Part of a data file
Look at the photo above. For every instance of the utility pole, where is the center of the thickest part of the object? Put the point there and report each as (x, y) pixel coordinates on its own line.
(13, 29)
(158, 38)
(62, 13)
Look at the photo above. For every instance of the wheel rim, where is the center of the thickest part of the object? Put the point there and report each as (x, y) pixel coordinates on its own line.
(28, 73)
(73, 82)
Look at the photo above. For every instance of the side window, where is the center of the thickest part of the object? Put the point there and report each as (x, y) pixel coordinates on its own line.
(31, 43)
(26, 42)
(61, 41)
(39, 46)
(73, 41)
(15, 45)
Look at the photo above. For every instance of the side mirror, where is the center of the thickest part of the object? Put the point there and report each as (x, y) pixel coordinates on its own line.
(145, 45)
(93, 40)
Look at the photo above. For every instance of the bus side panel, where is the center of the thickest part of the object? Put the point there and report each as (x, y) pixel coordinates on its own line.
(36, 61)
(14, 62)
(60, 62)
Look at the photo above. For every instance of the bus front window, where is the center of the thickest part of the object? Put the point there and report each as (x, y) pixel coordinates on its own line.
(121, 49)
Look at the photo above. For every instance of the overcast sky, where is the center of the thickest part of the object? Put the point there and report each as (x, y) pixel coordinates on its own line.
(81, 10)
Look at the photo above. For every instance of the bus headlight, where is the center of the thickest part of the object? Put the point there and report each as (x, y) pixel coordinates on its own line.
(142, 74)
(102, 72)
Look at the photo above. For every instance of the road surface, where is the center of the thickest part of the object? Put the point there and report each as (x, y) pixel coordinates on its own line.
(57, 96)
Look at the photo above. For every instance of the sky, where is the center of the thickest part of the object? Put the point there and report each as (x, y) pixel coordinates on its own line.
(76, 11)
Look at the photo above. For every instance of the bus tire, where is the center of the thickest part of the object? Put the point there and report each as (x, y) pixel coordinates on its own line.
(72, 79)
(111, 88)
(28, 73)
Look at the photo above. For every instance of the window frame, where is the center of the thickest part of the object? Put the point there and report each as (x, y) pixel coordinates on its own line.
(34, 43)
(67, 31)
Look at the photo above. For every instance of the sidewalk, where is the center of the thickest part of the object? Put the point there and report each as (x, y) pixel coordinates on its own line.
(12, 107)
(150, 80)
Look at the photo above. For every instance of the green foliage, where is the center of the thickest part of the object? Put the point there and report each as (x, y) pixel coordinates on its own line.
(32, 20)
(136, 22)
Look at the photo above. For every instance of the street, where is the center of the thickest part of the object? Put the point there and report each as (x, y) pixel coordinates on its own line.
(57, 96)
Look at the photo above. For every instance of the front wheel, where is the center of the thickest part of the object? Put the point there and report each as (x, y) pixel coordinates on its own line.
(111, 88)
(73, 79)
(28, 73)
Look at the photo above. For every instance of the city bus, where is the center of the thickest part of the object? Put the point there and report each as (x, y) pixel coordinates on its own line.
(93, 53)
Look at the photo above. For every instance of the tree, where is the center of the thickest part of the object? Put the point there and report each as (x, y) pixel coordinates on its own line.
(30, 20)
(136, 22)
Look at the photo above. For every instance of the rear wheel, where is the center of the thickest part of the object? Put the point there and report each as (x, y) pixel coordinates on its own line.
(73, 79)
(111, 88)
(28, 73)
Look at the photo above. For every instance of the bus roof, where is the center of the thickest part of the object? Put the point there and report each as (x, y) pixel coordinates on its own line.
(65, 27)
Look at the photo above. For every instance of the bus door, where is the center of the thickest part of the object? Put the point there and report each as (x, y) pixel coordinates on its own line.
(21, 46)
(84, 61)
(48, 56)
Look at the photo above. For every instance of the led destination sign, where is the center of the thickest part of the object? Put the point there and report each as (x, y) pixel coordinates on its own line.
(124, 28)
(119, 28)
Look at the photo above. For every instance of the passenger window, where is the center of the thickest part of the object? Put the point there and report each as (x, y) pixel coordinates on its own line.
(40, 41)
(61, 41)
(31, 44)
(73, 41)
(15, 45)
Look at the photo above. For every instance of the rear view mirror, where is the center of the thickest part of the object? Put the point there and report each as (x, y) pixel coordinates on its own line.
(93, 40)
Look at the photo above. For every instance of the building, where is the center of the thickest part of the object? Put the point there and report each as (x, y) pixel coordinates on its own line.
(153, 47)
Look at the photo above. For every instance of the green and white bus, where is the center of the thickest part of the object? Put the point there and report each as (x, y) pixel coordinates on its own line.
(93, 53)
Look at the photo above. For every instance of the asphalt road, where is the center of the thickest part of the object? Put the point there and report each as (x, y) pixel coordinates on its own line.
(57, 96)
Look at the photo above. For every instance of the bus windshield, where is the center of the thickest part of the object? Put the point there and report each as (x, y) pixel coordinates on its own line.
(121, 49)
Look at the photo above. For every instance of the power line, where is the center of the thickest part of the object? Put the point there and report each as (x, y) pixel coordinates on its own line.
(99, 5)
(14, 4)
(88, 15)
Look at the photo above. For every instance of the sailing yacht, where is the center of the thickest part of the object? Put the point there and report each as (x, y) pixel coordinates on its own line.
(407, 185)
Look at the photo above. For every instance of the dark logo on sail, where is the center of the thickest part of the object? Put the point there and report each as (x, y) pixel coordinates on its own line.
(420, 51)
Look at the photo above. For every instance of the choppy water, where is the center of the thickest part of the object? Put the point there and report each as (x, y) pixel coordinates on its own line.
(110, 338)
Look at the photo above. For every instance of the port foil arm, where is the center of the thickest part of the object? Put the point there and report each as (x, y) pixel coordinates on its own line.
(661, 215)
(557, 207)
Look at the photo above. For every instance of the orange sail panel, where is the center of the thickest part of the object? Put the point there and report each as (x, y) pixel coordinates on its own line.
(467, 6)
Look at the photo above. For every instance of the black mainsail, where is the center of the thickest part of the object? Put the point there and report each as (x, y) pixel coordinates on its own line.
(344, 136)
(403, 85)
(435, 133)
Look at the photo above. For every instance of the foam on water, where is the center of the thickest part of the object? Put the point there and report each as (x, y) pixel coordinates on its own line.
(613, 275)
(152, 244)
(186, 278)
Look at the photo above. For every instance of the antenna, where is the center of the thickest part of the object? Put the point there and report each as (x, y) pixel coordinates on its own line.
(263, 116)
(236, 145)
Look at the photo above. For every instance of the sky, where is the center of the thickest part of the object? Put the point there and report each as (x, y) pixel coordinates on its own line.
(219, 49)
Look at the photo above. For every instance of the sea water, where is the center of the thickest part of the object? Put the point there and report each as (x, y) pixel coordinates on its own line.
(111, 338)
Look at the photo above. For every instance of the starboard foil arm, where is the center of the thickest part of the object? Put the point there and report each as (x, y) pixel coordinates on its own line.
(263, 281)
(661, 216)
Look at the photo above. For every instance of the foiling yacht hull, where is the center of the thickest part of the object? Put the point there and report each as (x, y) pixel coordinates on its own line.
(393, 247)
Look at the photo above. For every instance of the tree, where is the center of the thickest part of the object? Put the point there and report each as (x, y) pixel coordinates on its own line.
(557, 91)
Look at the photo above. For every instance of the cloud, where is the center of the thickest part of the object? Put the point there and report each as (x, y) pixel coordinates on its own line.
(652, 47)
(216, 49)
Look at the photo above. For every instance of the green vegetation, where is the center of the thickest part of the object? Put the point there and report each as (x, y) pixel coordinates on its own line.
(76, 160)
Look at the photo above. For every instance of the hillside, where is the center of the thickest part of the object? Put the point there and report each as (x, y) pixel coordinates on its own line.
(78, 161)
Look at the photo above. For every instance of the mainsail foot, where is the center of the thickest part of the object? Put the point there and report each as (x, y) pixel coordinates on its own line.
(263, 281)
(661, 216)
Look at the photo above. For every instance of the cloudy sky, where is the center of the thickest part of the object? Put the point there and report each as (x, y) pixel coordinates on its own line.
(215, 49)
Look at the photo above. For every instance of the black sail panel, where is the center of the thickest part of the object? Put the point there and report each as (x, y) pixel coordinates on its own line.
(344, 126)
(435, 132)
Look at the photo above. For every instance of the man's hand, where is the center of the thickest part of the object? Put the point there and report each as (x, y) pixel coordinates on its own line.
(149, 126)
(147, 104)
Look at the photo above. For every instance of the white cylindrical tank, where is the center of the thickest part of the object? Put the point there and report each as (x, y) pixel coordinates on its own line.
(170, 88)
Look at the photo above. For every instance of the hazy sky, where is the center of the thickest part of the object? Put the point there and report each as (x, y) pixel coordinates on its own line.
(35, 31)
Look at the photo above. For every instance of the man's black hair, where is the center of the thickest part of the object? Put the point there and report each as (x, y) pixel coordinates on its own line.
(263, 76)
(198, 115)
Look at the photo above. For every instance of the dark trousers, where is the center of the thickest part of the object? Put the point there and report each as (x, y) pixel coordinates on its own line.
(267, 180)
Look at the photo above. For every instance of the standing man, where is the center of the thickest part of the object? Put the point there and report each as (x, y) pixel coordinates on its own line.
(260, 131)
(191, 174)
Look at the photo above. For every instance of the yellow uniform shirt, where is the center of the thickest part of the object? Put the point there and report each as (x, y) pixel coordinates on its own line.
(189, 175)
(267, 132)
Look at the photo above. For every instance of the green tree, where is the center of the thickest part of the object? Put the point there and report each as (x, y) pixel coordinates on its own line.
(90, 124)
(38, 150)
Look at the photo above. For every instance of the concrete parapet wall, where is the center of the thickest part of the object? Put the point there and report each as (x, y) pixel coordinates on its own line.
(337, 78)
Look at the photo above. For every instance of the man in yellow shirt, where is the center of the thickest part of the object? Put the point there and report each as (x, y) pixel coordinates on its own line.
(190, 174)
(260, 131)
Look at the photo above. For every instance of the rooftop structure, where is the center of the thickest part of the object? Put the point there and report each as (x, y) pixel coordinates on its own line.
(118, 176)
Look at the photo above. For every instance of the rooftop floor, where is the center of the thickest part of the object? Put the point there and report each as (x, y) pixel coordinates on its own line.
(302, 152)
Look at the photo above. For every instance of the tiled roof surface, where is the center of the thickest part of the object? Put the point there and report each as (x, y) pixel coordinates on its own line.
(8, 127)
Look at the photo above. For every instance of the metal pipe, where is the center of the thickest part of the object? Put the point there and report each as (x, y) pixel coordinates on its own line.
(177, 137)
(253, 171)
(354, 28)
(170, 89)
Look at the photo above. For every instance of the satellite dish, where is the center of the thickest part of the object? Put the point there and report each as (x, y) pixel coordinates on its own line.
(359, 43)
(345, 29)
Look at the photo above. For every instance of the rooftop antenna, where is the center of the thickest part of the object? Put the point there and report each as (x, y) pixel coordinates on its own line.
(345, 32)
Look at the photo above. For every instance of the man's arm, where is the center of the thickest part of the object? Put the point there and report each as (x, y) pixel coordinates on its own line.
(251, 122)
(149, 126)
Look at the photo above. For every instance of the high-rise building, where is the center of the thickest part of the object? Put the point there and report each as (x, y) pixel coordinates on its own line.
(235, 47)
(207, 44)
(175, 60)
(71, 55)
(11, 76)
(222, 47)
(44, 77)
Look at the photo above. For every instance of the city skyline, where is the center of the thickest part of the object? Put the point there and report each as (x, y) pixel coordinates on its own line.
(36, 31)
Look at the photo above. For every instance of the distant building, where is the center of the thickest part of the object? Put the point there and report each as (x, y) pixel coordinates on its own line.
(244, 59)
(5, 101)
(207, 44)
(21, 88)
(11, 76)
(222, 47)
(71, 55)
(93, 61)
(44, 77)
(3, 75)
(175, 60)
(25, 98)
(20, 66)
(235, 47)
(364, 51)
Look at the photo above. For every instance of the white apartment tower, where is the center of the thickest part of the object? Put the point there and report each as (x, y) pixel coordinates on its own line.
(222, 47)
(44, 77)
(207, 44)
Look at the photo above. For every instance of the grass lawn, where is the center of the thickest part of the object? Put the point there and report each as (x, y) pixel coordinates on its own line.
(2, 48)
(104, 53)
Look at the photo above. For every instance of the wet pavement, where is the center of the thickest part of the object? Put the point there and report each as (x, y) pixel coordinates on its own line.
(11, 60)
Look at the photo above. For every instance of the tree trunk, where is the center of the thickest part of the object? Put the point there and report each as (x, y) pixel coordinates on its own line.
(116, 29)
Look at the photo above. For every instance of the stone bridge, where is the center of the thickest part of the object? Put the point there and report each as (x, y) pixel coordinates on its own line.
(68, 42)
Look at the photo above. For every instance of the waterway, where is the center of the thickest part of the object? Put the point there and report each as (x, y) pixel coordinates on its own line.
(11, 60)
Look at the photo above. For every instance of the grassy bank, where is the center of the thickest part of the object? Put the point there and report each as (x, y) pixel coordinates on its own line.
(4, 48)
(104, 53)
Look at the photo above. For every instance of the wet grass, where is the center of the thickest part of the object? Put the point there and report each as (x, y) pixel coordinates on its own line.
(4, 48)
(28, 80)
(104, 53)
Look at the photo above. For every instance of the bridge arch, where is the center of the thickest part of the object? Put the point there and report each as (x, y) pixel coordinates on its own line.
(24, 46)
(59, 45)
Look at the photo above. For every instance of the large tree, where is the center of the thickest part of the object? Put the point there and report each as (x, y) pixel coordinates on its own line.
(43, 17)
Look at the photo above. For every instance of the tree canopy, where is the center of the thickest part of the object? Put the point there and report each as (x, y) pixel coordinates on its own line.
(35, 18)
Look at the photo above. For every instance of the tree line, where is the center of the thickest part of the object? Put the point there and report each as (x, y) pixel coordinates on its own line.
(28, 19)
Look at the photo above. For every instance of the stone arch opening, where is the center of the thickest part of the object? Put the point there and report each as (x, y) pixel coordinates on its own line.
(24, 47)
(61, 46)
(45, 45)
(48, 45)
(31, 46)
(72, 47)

Problem to solve:
All lines from the one containing "tree canopy, where" through the end of the records, both ends included, are to be quoted exactly; please add nothing else.

Full solution:
Look at the photo above. For every instance of the tree canopy, where is the center of the thickest part of the object? Put the point there and report each as (x, y) pixel coordinates on its own line.
(35, 18)
Look at the photo above. For every instance of the tree line, where is the center of the thickest part of the object? Put the point there and report each as (x, y) pixel coordinates on its own line.
(28, 19)
Look at the photo above. For every instance of the stone arch opening, where is the center of the thickest part of the object? Put the point there and report each as (x, y) pixel coordinates on its own line.
(24, 47)
(61, 46)
(45, 45)
(48, 45)
(31, 46)
(72, 47)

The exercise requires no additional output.